═════ PAGE EXCERPT ═════

A bunch of us are looking into various possible changes in how the information on Fedora good/bad licenses is maintained, reviewed, classified and represented. One aspect of this is the likely effective replacement of such wiki pages as https://fedoraproject.org/wiki/Licensing:Main with a repository (such as https://pagure.io/fedora-legal/license-data). Among other things this has prompted a review of how licenses are currently categorized by Fedora. In particular, Fedora has separate lists of good and bad licenses for content https://fedoraproject.org/wiki/Licensing:Main#Good_Licenses_3 https://fedoraproject.org/wiki/Licensing:Main#Bad_Licenses_3 and for documentation https://fedoraproject.org/wiki/Licensing:Main#Good_Licenses_2 https://fedoraproject.org/wiki/Licensing:Main#Bad_Licenses_2
A question that has arisen is whether we actually need to treat documentation and content as separate categories. "Content" (and documentation, software, fonts, etc.) are not defined in that wiki page as far as I can tell. (FWIW the FPCA defines "Content" in a way that includes documentation: "any copyrightable material that is not Code, such as, without limitation, (i) non-functional data sets, (ii) documentation, (iii) wiki edits, (iv) music files, (v) graphic image files, (vi) help files, and (vii) other kinds of copyrightable material that the Fedora Council has classified as "content" rather than "code".") There is some overlap in the content and documentation license lists and the other lists as well -- for example, CC-BY is given as a good documentation license and a good content license.
I think the answer is "yes", because of this policy: "Note that content must be freely distributable without restriction for inclusion in Fedora, and that a written statement from the content owner granting this is considered an approved license for Fedora. The one exception is that we permit content (but only content) which restricts modification as long as that is the only restriction." And indeed the content license lists includes a few non-libre licenses including at least one well known one that does not permit derivative works -- CC BY-ND.
I'm assuming that Fedora would not allow documentation under a non-libre license, if only because there isn't a similar caveat in the documentation license section and all the good documentation licenses appear to be assumed to be libre. I think there may be some arguable counterexamples that might be explained away as covering things that are non-documentation content as opposed to documentation. I also am pretty sure that Fedora has not attempted to officially list all the approved non-libre licenses for "content" but I'm not sure if this is something intentional. (The categorical example that comes to mind is the inclusion of certain kinds of files from standards documents, such as schemas and the like.)
Separately, I wonder if Fedora really needs separate categories for software and documentation, if the criteria for approval are basically the same -- essentially, whether the license is libre (by Fedora's own assessment) -- except that documentation licenses are seen as normally unsuitable for software. It is clear (to me at least) that any good Fedora software license should be good for documentation as well, if only because in practice documentation in packages is often covered by the software license -- indeed, this is probably much more common than cases where a special documentation license is used.

═════

# WORK TO COMPLETE
A. List every URL that appears in the post on Fedora license categories.
B. Repeat the part of the post on Fedora license categories starting with "I'm assuming that" and going on through "and the like.)".
The items that come after this post aren't needed.

═════ EXCERPTED RECORDS ═════

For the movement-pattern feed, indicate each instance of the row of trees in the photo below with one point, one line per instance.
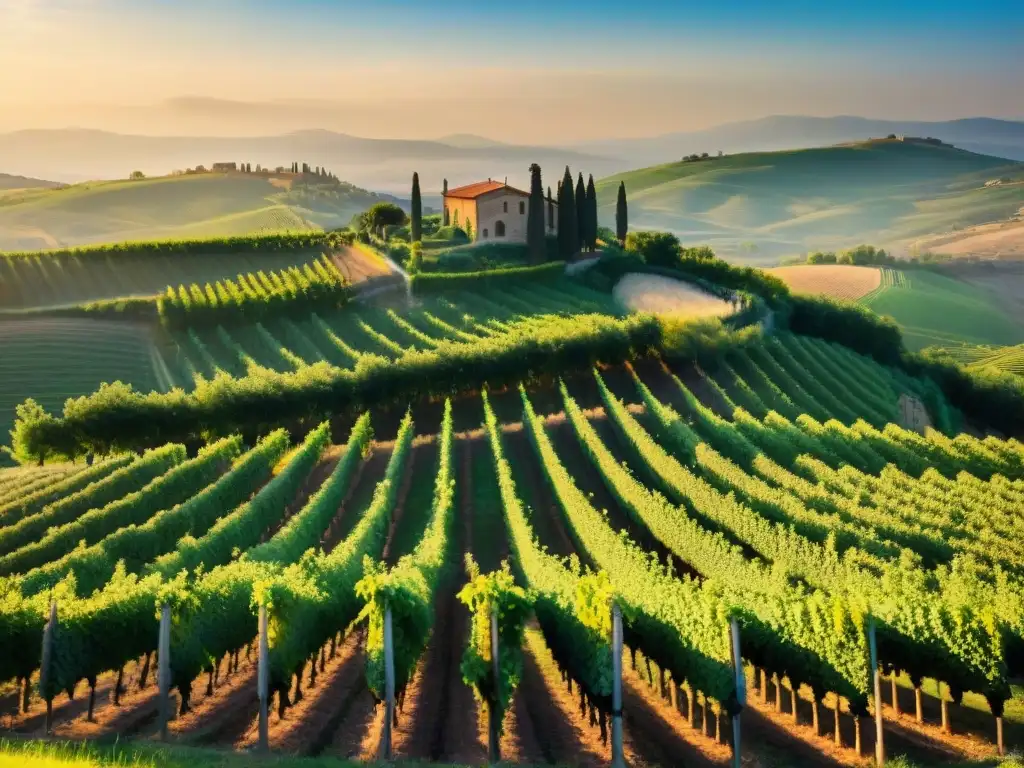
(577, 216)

═════
═════ EXCERPTED RECORDS ═════

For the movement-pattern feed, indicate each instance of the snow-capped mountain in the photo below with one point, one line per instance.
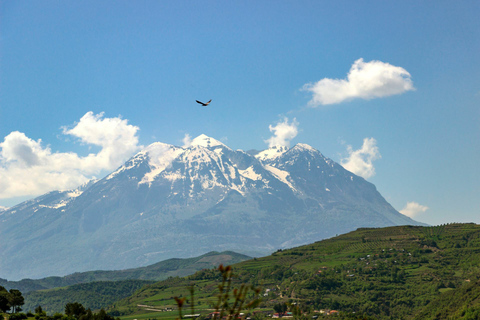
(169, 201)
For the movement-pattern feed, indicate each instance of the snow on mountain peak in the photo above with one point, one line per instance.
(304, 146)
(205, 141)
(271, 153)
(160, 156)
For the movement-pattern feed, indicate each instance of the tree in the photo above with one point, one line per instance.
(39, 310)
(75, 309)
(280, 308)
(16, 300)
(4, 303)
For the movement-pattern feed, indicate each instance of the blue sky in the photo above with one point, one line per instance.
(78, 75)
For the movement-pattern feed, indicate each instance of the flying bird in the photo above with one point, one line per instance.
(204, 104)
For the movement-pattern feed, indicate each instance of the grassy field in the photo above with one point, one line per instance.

═════

# RESULTS IN ORDER
A.
https://fedoraproject.org/wiki/Licensing:Main
https://pagure.io/fedora-legal/license-data
https://fedoraproject.org/wiki/Licensing:Main#Good_Licenses_3
https://fedoraproject.org/wiki/Licensing:Main#Bad_Licenses_3
https://fedoraproject.org/wiki/Licensing:Main#Good_Licenses_2
https://fedoraproject.org/wiki/Licensing:Main#Bad_Licenses_2

B.
I'm assuming that Fedora would not allow documentation under a non-libre license, if only because there isn't a similar caveat in the documentation license section and all the good documentation licenses appear to be assumed to be libre. I think there may be some arguable counterexamples that might be explained away as covering things that are non-documentation content as opposed to documentation. I also am pretty sure that Fedora has not attempted to officially list all the approved non-libre licenses for "content" but I'm not sure if this is something intentional. (The categorical example that comes to mind is the inclusion of certain kinds of files from standards documents, such as schemas and the like.)